-- Passage follows --

Schwann Cell Regulation of Hematopoiesis

Project Summary/Abstract: Physiologic blood cell production is regulated by peripheral nerve fibers that innervate the bone marrow. Aging, diabetes, neurotoxic drugs and certain myeloid malignancies injure a significant subset of `hematopoietic nerve fibers', and in doing so, fundamentally alter hematopoietic niches and hematopoiesis. However, little is known

about the development or maintenance of hematopoietic nerve fibers. We are addressing this gap in knowledge by examining the role of peripheral nerve support-cells, i.e. Schwann Cells (SCs), in bone marrow innervation and regulation of blood cell production. During late embryologic and early postnatal development, SC precursors (SCPs) begin to separate and ensheath

axons. Early SC maturation is dependent on autocrine SC-derived molecules such as laminin-γ1. Later in SC development, axon-derived cues determine whether SCs differentiate into myelinating- or nonmyelinating-SCs. Following nerve injury, both SC phenotypes can transition to a `repair' phenotype to facilitate axon repair, and

then repopulate the nerve with myelinating- or nonmyelinating-SCs. Primary SC dysfunction is an important etiology of many subtypes of peripheral neuropathy. This proposal will examine the hypothesis that SCs indirectly control hematopoiesis via regulating bone marrow innervation by determining the impact of SC

developmental defects on hematopoietic stem and progenitor cells and bone marrow niche cells, and by determining the subtype and localization of SCs in the bone marrow and their response to mechanical nerve injury. The results obtained from this work will provide the basis for future studies to determine whether SCs are required

for hematopoietic mobilization and engraftment, two processes that have previously been shown to require physiologic bone marrow innervation. In addition, we will use these results to determine whether initiation of canonical Schwann-cell-mediated repair programs are required and/or sufficient for hematopoietic recovery from

bone marrow stressors such as neurotoxin-induced failure, or for restoration of normal hematopoiesis following malignancy-induced sympathetic bone marrow neuropathy.

-- Passage concluded --

◆ To do
Can you set down the passage on Schwann cells and blood cell production word for word, from "bone marrow stressors" up to and including "bone marrow neuropathy."? None of the data that comes next has anything to do with this.

-- Data for review follows --

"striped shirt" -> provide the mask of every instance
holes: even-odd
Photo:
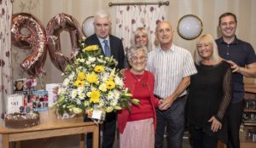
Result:
[[[148,54],[147,68],[154,75],[154,94],[166,98],[177,89],[183,78],[197,72],[189,51],[174,44],[167,51],[160,47]],[[180,96],[186,94],[183,92]]]

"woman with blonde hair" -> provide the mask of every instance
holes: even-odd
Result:
[[[148,30],[145,27],[137,27],[134,32],[134,38],[131,40],[131,43],[134,45],[142,45],[146,47],[148,52],[152,50],[150,35],[148,34]],[[128,61],[127,54],[125,60],[125,67],[130,68],[131,65]]]
[[[191,76],[187,121],[194,148],[216,148],[227,143],[225,112],[232,98],[232,71],[221,59],[214,39],[202,35],[195,51],[198,71]]]

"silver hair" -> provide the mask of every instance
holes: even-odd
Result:
[[[109,20],[109,22],[111,21],[109,13],[102,9],[96,13],[94,19],[96,20],[96,18],[108,18]]]
[[[148,48],[143,45],[132,45],[127,50],[127,58],[129,63],[131,61],[132,56],[136,55],[139,51],[143,51],[145,54],[146,60],[148,59]]]
[[[197,46],[199,43],[212,43],[212,59],[215,63],[218,63],[218,60],[219,59],[218,56],[218,46],[215,43],[215,40],[213,39],[213,37],[210,35],[210,34],[204,34],[202,36],[201,36],[198,39],[198,41],[196,42],[196,49],[195,50],[195,63],[199,65],[202,60],[201,56],[200,56],[199,53],[198,53],[198,49],[197,49]]]

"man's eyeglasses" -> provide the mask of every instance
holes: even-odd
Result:
[[[98,27],[98,28],[101,28],[101,27],[107,28],[107,27],[109,26],[109,24],[98,24],[98,23],[96,23],[96,26]]]
[[[136,61],[144,61],[146,60],[146,57],[145,56],[140,56],[140,57],[137,57],[137,56],[132,56],[131,57],[131,60],[136,62]]]

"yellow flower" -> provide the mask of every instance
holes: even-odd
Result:
[[[90,45],[90,46],[87,46],[86,48],[84,48],[83,49],[83,52],[85,51],[96,51],[99,49],[99,46],[98,45]]]
[[[104,67],[102,65],[96,65],[94,68],[94,71],[96,71],[96,72],[104,72],[105,70],[104,70]]]
[[[84,80],[85,79],[85,75],[84,72],[79,72],[78,74],[78,80]]]
[[[84,86],[85,82],[78,79],[77,81],[74,82],[73,85],[76,86],[76,87]]]
[[[90,102],[99,103],[101,93],[98,90],[92,90],[90,94]]]
[[[102,90],[102,92],[106,92],[107,91],[107,85],[106,85],[106,83],[102,83],[99,86],[99,89]]]
[[[96,83],[98,81],[98,77],[94,72],[89,73],[86,76],[86,81],[88,81],[90,83]]]
[[[112,80],[107,81],[106,85],[108,89],[113,89],[115,87],[115,83]]]
[[[108,107],[106,108],[106,112],[112,112],[113,110],[113,108],[112,106],[108,106]]]

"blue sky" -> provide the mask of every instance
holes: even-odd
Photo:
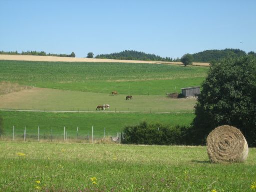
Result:
[[[0,0],[0,50],[256,52],[256,0]]]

-- Data for review concluded --

◆ Solution for this task
bone marrow stressors such as neurotoxin-induced failure, or for restoration of normal hematopoiesis following malignancy-induced sympathetic bone marrow neuropathy.